[Zitierter Auszug]
Etwas mehr als die Hälfte von Nordmazedoniens Auslandsschulden entfällt auf den öffentlichen Sektor, der Rest auf Schulden mazedonischer Bürger*innen, Banken und Unternehmen bei ausländischen Banken. Nur noch geringe Teil der Schulden des nordmazedonischen Staates wurden zu konzessionären Bedingungen gewährt. Die Verschiebung hin zu teuren marktnahen Finanzierungen hat den Schuldendienst deutlich ansteigen lassen. Von den verbliebenen konzessionären Schulden entfällt der größte Teil (85 von 92 Millionen US-Dollar) auf die Mitglieder des Pariser Clubs. Deutschland ist daran mit 28 Millionen Euro beteiligt.

Die nicht-konzessionären bilateralen Forderungen entfallen ausschließlich auf China, dessen Gesamtforderungen auf 580 Millionen US-Dollar beziffert werden. Hier können allerdings auch Dateninkongruenzen zwischen den Weltbankdaten und den in akademischen Veröffentlichungen für China zusammengetragenen Forderungen bestehen.

[Aufgabenstellung]
• 1. Extrahieren Sie aus dem Auszug zu Nordmazedoniens Auslandsschulden den Wortlaut von „Die nicht-konzessionären bilateralen“ bis einschließlich „zusammengetragenen Forderungen bestehen.“.
• 2. Auf welchen Betrag werden laut dem Auszug zu Nordmazedoniens Auslandsschulden die Gesamtforderungen Chinas beziffert?
• 3. Setzen Sie den Auszug zu Nordmazedoniens Auslandsschulden im Anschluss an seinen letzten Satz fort.

[Zu prüfende Daten]
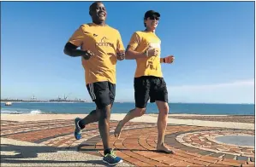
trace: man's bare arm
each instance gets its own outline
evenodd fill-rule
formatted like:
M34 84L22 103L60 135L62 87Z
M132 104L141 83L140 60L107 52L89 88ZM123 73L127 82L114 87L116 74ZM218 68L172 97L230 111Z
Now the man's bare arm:
M133 60L137 58L145 58L147 57L146 52L140 53L133 50L130 46L128 45L126 51L125 51L125 59L127 60Z
M93 55L93 53L89 50L77 49L77 48L78 47L74 44L67 43L64 47L64 54L71 57L83 56L86 60L88 60L91 56Z

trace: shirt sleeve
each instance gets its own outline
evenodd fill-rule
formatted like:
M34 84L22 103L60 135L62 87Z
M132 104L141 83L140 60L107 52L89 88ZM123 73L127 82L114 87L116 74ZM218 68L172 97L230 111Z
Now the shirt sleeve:
M130 49L134 50L137 48L137 46L140 44L140 37L138 35L138 33L134 32L130 39L128 46Z
M119 32L117 32L117 47L116 47L116 49L119 51L125 50Z
M85 37L85 32L84 32L84 26L80 26L71 36L71 37L68 39L68 43L71 43L72 44L74 44L77 47L80 47L82 45L84 37Z

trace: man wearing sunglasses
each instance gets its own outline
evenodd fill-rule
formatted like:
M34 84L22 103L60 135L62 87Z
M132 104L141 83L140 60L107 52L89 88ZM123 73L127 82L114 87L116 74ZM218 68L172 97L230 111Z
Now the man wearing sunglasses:
M137 62L134 77L135 108L129 111L119 122L115 130L115 135L119 137L126 123L145 113L147 101L150 99L150 102L157 103L159 110L157 151L174 153L164 144L169 106L168 91L161 70L161 63L172 63L174 56L160 58L161 41L155 34L159 19L159 13L153 10L147 11L144 17L146 30L134 32L126 49L125 58L136 60Z
M68 55L82 57L86 87L97 107L86 118L75 118L74 135L80 140L86 125L98 122L104 149L103 162L115 165L122 159L110 147L110 118L116 95L116 60L124 59L124 47L119 32L105 24L107 12L102 3L93 3L89 14L92 23L81 25L64 49Z

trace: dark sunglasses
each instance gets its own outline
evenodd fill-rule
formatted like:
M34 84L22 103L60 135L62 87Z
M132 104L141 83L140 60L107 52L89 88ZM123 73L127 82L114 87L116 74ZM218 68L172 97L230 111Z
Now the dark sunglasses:
M155 16L152 15L152 16L149 17L149 19L152 20L159 20L160 18L159 17L155 17Z

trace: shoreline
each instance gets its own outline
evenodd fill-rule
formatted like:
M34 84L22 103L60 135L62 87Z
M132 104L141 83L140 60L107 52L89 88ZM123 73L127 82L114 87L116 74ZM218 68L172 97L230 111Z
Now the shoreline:
M85 118L88 114L38 114L38 113L23 113L23 114L9 114L2 113L1 121L17 121L17 122L27 122L27 121L43 121L43 120L72 120L75 118ZM110 120L119 121L125 117L126 113L112 113L110 115ZM132 122L155 122L157 123L158 114L144 114L142 117L135 118ZM248 124L255 124L255 116L250 115L199 115L199 114L169 114L168 119L170 124L176 122L178 124L185 122L210 122L210 123L242 123ZM171 121L171 120L174 120Z
M127 113L111 113L116 115L122 115ZM57 113L57 112L41 112L41 113L27 113L27 112L13 112L13 113L2 113L1 115L87 115L87 113ZM158 113L145 113L145 115L148 116L158 116ZM228 116L248 116L248 117L255 117L255 114L247 115L247 114L200 114L200 113L169 113L168 116L182 116L182 117L228 117Z

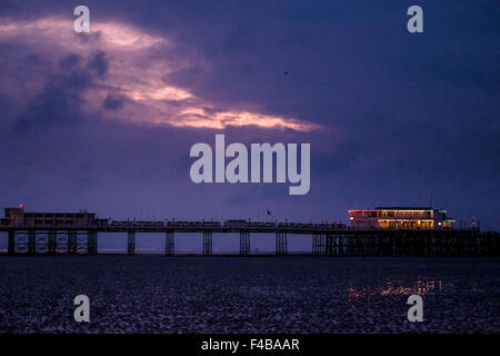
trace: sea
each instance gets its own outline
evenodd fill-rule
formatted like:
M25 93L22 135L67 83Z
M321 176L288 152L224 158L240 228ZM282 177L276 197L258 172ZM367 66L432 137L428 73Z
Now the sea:
M500 259L0 256L0 333L500 333Z

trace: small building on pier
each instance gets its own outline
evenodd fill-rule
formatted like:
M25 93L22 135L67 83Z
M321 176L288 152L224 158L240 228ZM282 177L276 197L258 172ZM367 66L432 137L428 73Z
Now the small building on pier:
M24 205L6 208L0 226L8 227L100 227L108 219L98 219L96 214L81 210L79 212L27 212Z
M377 229L452 229L454 220L442 209L431 207L377 207L349 210L353 230Z

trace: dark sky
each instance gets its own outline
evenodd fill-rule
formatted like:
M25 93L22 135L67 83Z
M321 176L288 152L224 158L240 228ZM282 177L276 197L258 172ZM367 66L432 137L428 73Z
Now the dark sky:
M1 1L0 206L346 222L432 197L500 229L500 2L380 3ZM216 134L310 142L310 192L193 184Z

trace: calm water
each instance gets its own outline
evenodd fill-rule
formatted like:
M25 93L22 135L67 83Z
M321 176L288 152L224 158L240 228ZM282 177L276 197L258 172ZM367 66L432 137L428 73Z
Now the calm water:
M0 333L499 333L499 259L0 257ZM73 319L74 296L91 323ZM406 300L423 296L423 323Z

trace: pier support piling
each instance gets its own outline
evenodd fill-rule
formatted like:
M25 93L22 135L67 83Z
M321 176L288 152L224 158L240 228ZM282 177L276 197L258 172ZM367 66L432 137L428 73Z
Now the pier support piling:
M276 255L278 256L288 255L287 231L276 233Z
M34 230L28 231L28 255L37 253L37 233Z
M9 230L9 241L7 246L7 254L14 255L16 254L16 231Z
M68 231L68 254L77 254L77 233Z
M173 231L167 231L167 233L164 233L164 255L173 256L174 253L176 253L176 250L174 250Z
M136 231L128 233L127 255L136 255Z
M47 253L49 255L56 255L58 250L58 238L56 231L49 231L47 238Z
M240 256L249 256L250 255L250 233L241 231L240 233Z
M212 231L203 231L203 256L212 255Z
M324 234L312 234L312 255L322 256L326 254L326 237Z
M97 255L97 231L87 231L87 254Z

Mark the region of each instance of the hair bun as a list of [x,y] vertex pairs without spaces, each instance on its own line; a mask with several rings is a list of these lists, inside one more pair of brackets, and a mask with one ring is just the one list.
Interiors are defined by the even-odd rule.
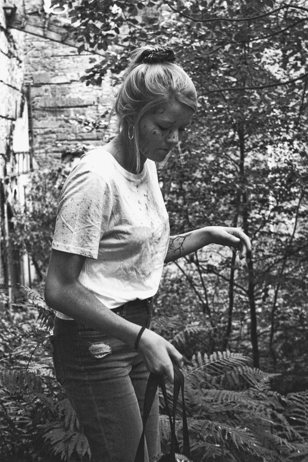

[Antworten]
• 1.
Die nicht-konzessionären bilateralen Forderungen entfallen ausschließlich auf China, dessen Gesamtforderungen auf 580 Millionen US-Dollar beziffert werden. Hier können allerdings auch Dateninkongruenzen zwischen den Weltbankdaten und den in akademischen Veröffentlichungen für China zusammengetragenen Forderungen bestehen.

• 2. Auf 580 Millionen US-Dollar.

• 3.
Trend

Bis 2018 sind die meisten Indikatoren auf einem unteren mittleren Niveau in etwa stabil geblieben. 2019 wurde indes bereits die Verschiebung von konzessionären zu marktmäßigen Finanzierungen deutlich spürbar. Nach den Vorhersagen des Internationalen Währungsfonds (IWF) wird die von der COVID-19 Pandemie ausgelöste Rezession die Schulden und den Schuldendienst im Verhältnis zur Wirtschaftsleistung weiter ansteigen lassen. Für 2020 wird statt des vor COVID-19 angenommenen Wachstums von 3,4 Prozent nun eine Schrumpfung der Wirtschaftsleistung um 4 Prozent angenommen.

Bisherige Schuldenerleichterungen für Nordmazedonien

Nordmazedonien hat bislang zweimal mit dem Pariser Club Umschuldungen durchgeführt, ohne dass dabei ein Schuldenerlass stattgefunden hätte: zunächst 290 Millionen US-Dollar unter Classic Terms im Juli 1995 – die Rückzahlung steht teilweise noch aus – und dann 46 Millionen US-Dollar im September 2000 unter Ad-hoc-Bedingungen. Bemerkenswert an letzterem Abkommen ist, dass es Nordmazedonien verpflichtete, privaten nordmazedonischen Schuldnern uneingeschränkt Zugriff auf die Devisenreserven des Landes zu ermöglichen, soweit dies für deren Schuldendienst an Regierungen und private Gläubiger aus den Mitgliedsländern des Pariser Clubs notwendig wäre.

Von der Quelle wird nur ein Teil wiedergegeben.